-- Data for this task --
####

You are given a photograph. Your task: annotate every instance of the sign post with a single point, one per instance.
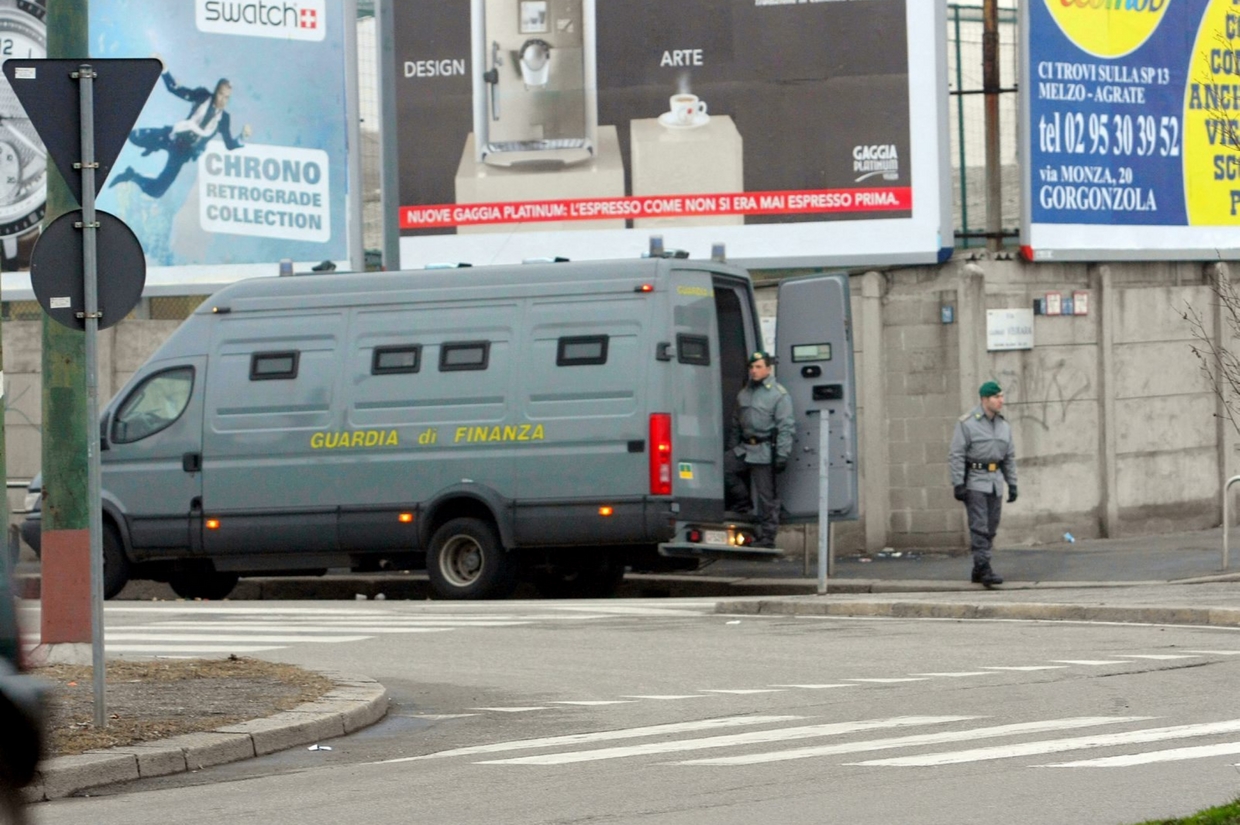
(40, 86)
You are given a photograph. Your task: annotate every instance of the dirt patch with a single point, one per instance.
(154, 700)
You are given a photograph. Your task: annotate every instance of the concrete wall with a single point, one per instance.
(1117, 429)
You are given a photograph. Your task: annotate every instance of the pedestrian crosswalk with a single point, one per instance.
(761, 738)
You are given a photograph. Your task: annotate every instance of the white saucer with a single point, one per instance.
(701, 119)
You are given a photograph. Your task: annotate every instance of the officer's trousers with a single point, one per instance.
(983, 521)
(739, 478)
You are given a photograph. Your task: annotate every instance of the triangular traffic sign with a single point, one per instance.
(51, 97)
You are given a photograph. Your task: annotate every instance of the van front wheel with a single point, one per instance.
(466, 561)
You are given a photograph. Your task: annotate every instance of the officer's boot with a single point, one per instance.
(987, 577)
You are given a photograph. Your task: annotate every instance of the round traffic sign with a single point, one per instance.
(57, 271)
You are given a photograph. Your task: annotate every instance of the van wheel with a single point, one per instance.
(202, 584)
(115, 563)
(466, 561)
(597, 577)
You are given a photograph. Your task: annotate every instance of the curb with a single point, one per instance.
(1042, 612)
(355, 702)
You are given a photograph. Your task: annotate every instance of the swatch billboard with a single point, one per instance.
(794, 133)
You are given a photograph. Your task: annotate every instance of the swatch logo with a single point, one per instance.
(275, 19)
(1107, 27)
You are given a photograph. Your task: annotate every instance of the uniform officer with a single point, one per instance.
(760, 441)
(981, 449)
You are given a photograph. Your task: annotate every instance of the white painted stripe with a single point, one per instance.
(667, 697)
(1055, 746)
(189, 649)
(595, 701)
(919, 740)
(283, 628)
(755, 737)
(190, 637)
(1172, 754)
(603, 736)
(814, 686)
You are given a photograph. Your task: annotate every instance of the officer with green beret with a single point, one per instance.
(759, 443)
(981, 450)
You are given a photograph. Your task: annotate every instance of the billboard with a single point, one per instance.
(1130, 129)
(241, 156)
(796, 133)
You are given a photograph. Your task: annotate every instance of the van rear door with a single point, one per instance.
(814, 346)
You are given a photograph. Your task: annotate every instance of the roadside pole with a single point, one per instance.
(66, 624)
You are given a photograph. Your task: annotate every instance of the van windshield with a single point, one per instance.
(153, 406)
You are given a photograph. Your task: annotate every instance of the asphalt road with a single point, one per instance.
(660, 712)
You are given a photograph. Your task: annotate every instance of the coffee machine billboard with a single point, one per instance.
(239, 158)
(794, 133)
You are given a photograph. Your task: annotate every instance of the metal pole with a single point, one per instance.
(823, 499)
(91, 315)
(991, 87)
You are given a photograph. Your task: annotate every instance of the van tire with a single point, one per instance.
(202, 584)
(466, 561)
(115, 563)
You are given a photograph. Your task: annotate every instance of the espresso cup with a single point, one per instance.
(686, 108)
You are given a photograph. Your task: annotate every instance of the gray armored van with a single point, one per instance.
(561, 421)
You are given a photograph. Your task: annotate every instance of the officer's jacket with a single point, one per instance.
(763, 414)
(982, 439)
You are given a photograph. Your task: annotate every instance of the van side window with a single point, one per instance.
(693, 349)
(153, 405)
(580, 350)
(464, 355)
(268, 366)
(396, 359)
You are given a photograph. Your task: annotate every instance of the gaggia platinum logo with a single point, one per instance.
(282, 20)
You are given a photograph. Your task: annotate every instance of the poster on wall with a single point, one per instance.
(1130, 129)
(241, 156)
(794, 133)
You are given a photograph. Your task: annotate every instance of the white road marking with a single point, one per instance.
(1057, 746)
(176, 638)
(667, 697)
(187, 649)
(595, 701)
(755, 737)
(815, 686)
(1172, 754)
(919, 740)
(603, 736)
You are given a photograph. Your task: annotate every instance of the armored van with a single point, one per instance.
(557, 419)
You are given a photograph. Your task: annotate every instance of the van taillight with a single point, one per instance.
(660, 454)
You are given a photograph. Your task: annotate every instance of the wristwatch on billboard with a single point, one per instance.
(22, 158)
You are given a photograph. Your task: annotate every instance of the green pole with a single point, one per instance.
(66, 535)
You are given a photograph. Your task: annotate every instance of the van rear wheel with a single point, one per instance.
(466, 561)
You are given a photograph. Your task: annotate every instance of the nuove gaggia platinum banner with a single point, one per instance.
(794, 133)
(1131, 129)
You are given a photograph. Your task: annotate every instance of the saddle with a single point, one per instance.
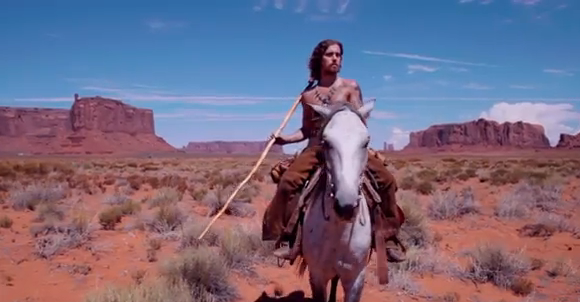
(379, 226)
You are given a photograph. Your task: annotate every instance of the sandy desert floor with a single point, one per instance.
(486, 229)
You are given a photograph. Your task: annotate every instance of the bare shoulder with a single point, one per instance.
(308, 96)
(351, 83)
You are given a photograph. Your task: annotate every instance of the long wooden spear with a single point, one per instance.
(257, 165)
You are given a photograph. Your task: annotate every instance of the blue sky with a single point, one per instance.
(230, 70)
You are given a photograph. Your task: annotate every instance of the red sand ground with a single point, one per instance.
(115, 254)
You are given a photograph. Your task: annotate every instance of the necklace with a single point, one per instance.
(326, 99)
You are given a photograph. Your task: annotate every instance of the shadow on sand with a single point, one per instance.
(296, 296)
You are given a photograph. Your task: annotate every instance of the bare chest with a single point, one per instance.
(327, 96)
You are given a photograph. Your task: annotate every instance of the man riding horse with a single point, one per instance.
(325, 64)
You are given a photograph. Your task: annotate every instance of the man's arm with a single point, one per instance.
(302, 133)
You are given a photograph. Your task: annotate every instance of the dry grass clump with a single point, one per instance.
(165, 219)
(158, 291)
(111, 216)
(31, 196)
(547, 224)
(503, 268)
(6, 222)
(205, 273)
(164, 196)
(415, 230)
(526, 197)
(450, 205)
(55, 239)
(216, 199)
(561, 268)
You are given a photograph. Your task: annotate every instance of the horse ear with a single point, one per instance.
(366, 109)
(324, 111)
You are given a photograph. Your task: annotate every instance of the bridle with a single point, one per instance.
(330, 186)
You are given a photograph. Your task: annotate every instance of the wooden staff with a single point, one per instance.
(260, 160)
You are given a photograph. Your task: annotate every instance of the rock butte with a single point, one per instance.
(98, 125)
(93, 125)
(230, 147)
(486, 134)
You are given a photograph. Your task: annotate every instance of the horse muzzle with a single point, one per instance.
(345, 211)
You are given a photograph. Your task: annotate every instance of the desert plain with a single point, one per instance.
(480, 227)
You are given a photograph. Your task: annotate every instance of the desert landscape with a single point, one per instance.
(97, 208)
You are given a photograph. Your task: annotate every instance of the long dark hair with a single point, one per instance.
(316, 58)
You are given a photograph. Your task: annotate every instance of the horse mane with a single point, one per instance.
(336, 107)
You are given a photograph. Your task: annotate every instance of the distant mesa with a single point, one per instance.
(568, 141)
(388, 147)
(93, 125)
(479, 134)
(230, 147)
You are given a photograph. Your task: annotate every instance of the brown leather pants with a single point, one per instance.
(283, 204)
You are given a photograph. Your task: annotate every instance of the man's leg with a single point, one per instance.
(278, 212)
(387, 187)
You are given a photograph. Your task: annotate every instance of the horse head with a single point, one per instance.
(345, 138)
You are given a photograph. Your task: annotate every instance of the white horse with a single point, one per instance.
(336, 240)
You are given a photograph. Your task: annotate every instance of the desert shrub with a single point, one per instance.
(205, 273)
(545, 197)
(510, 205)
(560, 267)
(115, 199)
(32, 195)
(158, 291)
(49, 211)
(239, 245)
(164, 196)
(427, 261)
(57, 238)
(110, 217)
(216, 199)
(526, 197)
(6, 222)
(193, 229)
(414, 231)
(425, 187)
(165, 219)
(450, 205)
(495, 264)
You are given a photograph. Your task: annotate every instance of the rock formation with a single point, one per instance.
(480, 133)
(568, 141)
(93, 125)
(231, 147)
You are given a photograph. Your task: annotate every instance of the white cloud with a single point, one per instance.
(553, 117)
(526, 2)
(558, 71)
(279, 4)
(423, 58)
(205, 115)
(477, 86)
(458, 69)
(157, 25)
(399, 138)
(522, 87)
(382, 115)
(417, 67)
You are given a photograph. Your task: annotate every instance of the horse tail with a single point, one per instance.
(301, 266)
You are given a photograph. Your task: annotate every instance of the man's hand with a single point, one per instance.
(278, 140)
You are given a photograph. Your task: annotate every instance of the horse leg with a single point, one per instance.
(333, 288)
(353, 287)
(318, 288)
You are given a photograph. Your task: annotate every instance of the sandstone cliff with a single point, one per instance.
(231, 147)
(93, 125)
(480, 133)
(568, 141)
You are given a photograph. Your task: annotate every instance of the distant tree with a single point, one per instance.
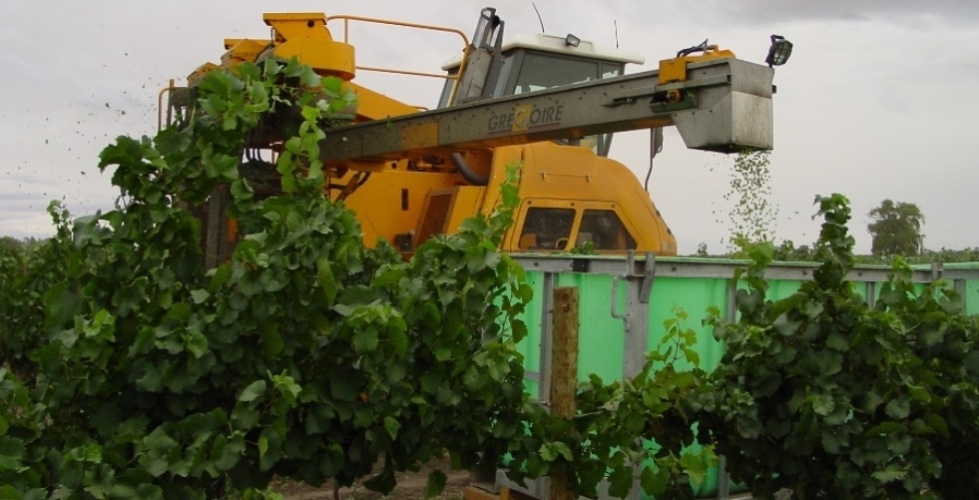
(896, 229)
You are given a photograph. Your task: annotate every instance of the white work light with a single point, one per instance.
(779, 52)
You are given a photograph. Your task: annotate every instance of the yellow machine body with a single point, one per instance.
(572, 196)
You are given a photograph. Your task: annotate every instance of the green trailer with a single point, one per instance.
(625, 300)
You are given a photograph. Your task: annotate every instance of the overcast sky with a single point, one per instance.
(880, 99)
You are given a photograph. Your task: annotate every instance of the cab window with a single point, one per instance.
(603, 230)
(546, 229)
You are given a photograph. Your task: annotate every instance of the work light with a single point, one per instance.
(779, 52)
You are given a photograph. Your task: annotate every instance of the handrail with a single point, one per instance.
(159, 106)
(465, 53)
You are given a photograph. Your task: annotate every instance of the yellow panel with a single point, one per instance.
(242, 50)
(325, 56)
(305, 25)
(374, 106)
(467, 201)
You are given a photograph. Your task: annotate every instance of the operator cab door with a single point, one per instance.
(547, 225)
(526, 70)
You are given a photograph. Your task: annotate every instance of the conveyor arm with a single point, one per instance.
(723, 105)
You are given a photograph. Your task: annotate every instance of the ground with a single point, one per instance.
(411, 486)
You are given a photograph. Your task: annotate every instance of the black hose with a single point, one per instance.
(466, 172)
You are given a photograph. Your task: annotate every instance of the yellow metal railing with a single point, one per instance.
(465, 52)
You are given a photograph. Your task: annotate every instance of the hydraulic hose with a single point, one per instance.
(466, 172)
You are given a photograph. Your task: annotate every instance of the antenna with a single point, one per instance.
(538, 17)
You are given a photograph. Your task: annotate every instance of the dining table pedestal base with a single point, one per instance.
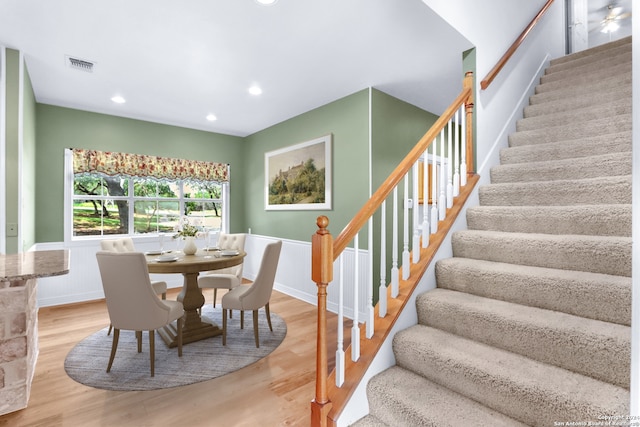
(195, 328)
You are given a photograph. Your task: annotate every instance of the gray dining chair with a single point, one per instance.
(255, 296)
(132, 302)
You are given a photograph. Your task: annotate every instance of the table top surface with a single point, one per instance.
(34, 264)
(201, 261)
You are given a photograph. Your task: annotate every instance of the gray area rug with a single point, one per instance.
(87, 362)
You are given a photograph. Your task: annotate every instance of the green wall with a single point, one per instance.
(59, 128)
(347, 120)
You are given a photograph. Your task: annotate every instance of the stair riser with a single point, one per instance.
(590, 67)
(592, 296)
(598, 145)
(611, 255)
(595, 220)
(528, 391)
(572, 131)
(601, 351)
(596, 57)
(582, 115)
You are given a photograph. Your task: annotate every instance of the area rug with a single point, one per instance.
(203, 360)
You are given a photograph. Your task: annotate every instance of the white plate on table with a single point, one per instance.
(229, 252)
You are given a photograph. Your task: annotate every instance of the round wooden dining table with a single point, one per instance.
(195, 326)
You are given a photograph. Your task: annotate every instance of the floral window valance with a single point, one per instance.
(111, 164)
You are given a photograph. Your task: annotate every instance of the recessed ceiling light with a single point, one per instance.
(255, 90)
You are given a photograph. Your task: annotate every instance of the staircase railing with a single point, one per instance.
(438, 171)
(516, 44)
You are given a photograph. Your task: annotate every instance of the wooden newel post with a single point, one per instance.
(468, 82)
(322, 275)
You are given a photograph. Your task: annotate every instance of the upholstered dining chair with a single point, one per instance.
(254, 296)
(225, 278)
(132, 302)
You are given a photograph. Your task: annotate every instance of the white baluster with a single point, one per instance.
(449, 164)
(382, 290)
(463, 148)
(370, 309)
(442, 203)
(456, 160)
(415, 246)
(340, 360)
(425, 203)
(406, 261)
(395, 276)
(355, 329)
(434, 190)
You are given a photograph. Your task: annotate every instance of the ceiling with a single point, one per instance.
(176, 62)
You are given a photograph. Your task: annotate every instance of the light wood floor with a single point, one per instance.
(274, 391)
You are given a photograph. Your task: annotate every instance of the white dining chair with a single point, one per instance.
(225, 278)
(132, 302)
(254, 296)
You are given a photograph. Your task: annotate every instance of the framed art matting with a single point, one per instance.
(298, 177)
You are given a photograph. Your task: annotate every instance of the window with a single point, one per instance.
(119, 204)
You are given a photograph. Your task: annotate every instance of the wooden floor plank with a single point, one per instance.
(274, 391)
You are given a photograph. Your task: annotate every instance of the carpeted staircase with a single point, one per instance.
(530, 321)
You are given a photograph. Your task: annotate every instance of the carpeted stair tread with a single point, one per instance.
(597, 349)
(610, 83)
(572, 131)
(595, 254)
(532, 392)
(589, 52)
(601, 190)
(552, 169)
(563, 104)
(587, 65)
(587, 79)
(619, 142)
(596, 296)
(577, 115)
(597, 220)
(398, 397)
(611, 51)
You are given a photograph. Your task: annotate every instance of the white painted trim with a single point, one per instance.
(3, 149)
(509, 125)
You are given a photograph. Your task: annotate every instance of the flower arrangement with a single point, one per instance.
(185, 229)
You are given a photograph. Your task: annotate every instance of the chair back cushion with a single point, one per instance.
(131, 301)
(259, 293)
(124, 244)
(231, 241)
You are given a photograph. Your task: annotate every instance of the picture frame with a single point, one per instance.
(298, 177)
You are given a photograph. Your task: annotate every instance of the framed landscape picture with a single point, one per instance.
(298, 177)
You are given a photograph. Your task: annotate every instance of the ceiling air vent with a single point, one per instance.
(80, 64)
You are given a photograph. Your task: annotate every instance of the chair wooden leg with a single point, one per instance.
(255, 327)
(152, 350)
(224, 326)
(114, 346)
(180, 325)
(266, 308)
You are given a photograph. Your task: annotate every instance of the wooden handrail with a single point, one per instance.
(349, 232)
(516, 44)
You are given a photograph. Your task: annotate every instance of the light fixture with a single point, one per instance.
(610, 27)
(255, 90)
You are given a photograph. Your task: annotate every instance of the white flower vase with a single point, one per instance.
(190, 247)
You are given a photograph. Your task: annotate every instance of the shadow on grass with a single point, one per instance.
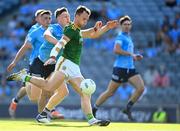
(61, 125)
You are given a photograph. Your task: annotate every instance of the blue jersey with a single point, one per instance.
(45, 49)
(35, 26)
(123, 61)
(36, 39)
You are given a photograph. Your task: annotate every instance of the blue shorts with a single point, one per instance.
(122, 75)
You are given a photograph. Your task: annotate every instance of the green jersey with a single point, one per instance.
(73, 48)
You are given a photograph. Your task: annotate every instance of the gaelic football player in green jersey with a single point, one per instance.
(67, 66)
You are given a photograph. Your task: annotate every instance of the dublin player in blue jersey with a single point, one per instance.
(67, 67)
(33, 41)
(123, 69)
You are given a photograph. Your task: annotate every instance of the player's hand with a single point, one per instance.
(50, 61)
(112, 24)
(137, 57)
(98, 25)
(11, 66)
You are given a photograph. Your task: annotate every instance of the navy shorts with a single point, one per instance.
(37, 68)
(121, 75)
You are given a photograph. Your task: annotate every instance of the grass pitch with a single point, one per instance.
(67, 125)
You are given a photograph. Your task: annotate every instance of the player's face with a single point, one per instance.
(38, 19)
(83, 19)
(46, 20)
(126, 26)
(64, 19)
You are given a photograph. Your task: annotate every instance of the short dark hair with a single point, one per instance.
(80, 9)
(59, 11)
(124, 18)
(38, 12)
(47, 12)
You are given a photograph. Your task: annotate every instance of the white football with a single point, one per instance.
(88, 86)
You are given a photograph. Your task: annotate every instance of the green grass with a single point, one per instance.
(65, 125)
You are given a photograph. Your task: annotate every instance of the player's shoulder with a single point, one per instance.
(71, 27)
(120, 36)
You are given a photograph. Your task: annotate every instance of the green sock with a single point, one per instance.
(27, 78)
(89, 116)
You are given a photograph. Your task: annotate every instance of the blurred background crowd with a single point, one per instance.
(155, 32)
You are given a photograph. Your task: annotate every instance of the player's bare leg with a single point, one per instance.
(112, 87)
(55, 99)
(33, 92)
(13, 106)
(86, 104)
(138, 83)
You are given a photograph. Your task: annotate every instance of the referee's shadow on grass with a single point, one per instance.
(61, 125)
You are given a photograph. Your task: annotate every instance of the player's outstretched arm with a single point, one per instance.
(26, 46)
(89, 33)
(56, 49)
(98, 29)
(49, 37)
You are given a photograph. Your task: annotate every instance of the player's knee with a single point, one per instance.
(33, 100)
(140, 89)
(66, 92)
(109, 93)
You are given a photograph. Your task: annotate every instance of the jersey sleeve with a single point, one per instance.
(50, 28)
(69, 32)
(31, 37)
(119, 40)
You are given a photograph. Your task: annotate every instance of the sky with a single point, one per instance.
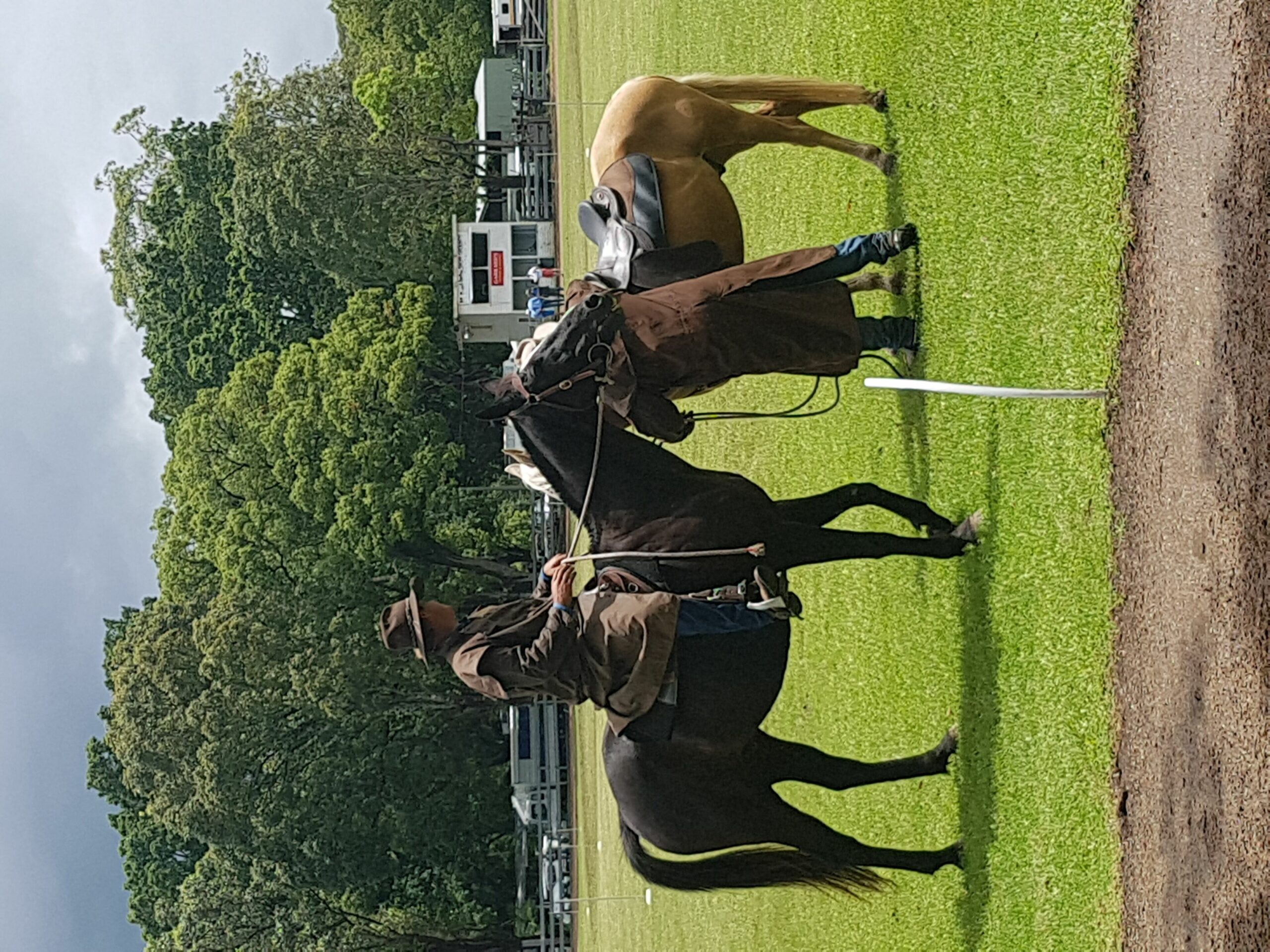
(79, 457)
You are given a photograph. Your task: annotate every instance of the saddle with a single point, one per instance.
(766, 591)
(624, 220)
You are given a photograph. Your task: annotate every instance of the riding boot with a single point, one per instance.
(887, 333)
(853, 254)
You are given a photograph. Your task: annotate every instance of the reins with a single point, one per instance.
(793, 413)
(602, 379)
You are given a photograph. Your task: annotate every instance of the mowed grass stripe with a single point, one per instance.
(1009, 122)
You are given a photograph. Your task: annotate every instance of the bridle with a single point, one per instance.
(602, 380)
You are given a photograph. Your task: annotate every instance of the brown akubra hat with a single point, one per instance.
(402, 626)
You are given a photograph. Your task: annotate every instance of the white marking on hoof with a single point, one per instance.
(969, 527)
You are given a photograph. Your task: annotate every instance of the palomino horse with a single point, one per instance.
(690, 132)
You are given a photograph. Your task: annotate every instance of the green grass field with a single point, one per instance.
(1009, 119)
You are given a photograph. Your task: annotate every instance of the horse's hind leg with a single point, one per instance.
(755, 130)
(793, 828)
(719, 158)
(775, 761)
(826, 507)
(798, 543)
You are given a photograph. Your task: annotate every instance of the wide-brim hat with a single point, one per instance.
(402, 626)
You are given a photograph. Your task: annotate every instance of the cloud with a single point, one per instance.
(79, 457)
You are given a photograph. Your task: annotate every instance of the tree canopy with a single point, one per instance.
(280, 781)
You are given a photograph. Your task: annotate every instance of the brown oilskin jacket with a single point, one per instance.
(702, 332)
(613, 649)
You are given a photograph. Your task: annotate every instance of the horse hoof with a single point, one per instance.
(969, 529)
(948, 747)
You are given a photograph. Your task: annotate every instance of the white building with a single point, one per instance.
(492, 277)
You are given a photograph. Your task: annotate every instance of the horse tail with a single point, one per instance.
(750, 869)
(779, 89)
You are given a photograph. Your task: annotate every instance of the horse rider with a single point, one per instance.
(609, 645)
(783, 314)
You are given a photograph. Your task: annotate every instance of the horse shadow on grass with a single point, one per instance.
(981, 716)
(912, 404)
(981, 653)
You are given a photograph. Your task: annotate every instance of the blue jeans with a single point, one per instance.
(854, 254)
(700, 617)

####

-- Given request --
Keep only the lines from the one containing "of the palomino" to the end of the entries, and repeat them exactly.

-- Output of the exercise --
You are given a photograph. Your task: annotate every instance of the palomino horse with a single point, one per instance.
(690, 132)
You are given a photograph. Your task: annotate every instance of the green grass field with a single point, one per instance.
(1009, 119)
You are given a photograph. Your task: annotate every instance of the horse's hind leg with a single point, one per instance.
(755, 130)
(793, 828)
(719, 158)
(775, 761)
(826, 507)
(798, 543)
You are given a photograph. Your task: annotate every instance of the wide-brim hat with a single point, one per instance.
(402, 626)
You are given a photograph. Your task: annotate every instance of the cloud with a single point, one per instance.
(79, 457)
You are given a photograph. Your task: annotate every instance of the tree canopy with a single point, one per instance.
(280, 781)
You are given a photograph. Your task: annotate every instance of the brown oilskin jacket with a single point, one per instance.
(702, 332)
(613, 649)
You are given a photograph. Your task: annotate every instance of the horse hoof with a single point, one per instance.
(969, 529)
(948, 747)
You are given a photograph. Your task: annotate every instance of the white building with a single point, one per instance.
(492, 277)
You are given a photograph. Your task: annotate every instance of the horse tail with a single point, one per instance.
(750, 869)
(779, 89)
You are given a photograph. Your task: annotate every instance of the horse rider with a single point, one per instance.
(609, 645)
(783, 314)
You are given a photograph. Your task: annotate every instance of the horse shadow on grass with a single point, one per instance.
(981, 716)
(912, 404)
(981, 653)
You are given a photograph. Your task: annotate every instance of the blue jeans with a single point, one per instance.
(854, 254)
(700, 617)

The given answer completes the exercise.